* _DIRECTIVE 1_
In the metadata-parsing code, why is "reasoning" handled separately from other keys? Answer in one to three sentences.
* _DIRECTIVE 2_
Continue the metadata-parsing code from the point where it stops.

* _PASSAGE FOR REVIEW_
· · ·
ExtractedFieldMetaDataDict = Dict[
    str, Union[ExtractedFieldMetadata, Dict[str, Any], list[Any]]
]


def parse_extracted_field_metadata(
    field_metadata: dict[str, Any],
) -> ExtractedFieldMetaDataDict:
    return {
        k: _parse_extracted_field_metadata_recursive(v)
        for k, v in field_metadata.items()
        if k not in _METADATA_FIELDS_SIBLING_TO_LEAF
    }


_METADATA_FIELDS_SIBLING_TO_LEAF = {"reasoning"}


def _parse_extracted_field_metadata_recursive(
    field_value: Any,
    additional_fields: dict[str, Any] = {},
) -> Union[ExtractedFieldMetadata, Dict[str, Any], list[Any]]:
    """
    Parse the extracted field metadata into a dictionary of field names to field metadata.
    """

    if isinstance(field_value, ExtractedFieldMetadata):
        # support running this multiple times
        return field_value
    elif isinstance(field_value, dict):
        # reasoning explicitly excluded, as it is included next to subfields, for example
        # "dimensions.width" is a leaf, but there will still potentially be a "dimensions.reasoning"
· · ·
* _Data extracted from a collection_
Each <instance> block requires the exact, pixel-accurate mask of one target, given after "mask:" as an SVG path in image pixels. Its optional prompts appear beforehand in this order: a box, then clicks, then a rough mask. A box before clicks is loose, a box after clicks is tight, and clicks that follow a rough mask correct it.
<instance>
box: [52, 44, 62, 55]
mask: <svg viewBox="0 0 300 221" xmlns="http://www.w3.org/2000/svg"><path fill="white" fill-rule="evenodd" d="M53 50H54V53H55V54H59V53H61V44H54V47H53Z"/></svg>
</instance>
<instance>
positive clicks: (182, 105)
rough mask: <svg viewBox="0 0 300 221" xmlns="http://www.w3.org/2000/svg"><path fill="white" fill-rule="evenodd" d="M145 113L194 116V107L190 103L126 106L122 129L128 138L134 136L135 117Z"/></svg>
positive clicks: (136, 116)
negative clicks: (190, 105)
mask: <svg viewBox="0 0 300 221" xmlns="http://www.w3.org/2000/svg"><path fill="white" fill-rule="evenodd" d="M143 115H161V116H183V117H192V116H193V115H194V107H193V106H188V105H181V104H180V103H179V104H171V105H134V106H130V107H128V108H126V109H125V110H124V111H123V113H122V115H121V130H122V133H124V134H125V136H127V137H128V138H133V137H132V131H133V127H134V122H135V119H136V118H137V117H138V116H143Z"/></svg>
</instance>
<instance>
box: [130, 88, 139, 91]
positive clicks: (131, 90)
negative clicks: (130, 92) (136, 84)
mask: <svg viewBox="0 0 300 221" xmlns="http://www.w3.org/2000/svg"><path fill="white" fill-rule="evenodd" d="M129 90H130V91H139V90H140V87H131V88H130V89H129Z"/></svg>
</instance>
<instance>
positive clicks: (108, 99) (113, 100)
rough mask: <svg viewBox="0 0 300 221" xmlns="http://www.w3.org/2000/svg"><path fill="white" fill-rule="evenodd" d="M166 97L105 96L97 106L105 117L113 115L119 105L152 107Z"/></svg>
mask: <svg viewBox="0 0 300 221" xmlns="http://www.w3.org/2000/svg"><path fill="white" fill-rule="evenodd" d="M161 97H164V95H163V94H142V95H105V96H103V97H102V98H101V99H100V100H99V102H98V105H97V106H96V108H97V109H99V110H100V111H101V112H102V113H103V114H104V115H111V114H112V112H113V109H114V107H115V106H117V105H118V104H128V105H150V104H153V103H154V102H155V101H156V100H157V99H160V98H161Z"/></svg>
· · ·
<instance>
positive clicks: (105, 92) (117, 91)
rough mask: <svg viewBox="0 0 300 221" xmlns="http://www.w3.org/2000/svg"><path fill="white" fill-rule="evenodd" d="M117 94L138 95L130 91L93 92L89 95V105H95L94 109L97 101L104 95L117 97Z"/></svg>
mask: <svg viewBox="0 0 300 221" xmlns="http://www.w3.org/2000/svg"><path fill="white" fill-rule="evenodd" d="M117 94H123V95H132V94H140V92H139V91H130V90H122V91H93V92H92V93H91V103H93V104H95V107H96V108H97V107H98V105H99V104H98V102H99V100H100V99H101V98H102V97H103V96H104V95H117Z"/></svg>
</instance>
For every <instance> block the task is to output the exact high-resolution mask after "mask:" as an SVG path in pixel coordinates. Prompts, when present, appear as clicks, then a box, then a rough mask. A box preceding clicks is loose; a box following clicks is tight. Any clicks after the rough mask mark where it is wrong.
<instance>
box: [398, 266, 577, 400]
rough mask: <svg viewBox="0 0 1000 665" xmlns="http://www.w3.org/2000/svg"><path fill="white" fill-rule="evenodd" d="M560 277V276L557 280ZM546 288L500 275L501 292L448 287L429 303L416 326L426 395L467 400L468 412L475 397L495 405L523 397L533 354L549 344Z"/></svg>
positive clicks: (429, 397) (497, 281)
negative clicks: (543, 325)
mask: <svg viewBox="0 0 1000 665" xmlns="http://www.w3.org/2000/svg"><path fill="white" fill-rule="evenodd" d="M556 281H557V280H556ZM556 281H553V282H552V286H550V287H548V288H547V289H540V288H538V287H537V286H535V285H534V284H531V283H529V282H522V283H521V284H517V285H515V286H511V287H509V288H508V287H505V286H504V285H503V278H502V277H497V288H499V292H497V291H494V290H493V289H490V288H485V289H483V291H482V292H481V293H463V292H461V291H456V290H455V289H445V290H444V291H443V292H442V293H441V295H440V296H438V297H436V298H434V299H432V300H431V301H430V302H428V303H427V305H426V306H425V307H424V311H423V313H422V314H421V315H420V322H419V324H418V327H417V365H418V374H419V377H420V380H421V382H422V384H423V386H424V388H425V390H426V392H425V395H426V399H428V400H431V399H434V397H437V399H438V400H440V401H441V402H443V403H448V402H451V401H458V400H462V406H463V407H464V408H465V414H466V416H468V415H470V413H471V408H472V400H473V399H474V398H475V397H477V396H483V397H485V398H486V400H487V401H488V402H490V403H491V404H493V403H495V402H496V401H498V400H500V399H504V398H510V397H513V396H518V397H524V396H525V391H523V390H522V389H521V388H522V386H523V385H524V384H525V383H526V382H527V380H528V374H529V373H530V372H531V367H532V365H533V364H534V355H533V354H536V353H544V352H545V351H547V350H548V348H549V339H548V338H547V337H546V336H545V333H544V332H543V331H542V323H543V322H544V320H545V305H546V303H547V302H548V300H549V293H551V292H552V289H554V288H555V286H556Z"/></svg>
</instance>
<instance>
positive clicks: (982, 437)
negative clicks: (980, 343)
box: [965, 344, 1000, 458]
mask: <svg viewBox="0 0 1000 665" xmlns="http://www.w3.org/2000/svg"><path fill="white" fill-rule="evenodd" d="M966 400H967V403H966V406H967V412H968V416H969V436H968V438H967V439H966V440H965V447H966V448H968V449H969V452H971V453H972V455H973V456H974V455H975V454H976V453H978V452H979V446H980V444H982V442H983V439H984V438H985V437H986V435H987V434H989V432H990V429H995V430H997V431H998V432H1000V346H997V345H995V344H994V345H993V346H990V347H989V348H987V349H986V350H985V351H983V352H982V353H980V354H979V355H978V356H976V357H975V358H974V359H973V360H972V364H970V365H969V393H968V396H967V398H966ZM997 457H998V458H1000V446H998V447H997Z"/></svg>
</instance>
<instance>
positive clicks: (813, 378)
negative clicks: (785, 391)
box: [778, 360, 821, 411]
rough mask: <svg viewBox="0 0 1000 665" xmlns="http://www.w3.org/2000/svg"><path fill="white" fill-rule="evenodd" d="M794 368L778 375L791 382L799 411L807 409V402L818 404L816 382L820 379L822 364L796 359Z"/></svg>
· · ·
* _OUTPUT 1_
"Reasoning" is explicitly excluded because it appears next to subfields rather than as one of them. For example, "dimensions.width" is a leaf, but there may still be a "dimensions.reasoning" alongside it.

* _OUTPUT 2_
        indicator_fields = {"confidence", "extraction_confidence", "citation"}
        if len(indicator_fields.intersection(field_value.keys())) > 0:
            try:
                merged = {**field_value, **additional_fields}
                validated = ExtractedFieldMetadata.model_validate(merged)

                # grab the citation from the array. This is just an array for backwards compatibility.
                if "citation" in field_value and len(field_value["citation"]) > 0:
                    first_citation = field_value["citation"][0]
                    if "page" in first_citation and isinstance(
                        first_citation["page"], numbers.Number
                    ):
                        validated.page_number = int(first_citation["page"])  # type: ignore
                    if "matching_text" in first_citation and isinstance(
                        first_citation["matching_text"], str
                    ):
                        validated.matching_text = first_citation["matching_text"]
                return validated
            except ValidationError:
                pass
        additional_fields = {
            k: v
            for k, v in field_value.items()
            if k in _METADATA_FIELDS_SIBLING_TO_LEAF
        }
        return {
            k: _parse_extracted_field_metadata_recursive(v, additional_fields)
            for k, v in field_value.items()
            if k not in _METADATA_FIELDS_SIBLING_TO_LEAF
        }
    elif isinstance(field_value, list):
        return [_parse_extracted_field_metadata_recursive(item) for item in field_value]
    else:
        raise ValueError(
            f"Invalid field value: {field_value}. Expected ExtractedFieldMetadata, dict, or list"
        )


class ExtractedData(BaseModel, Generic[ExtractedT]):
    """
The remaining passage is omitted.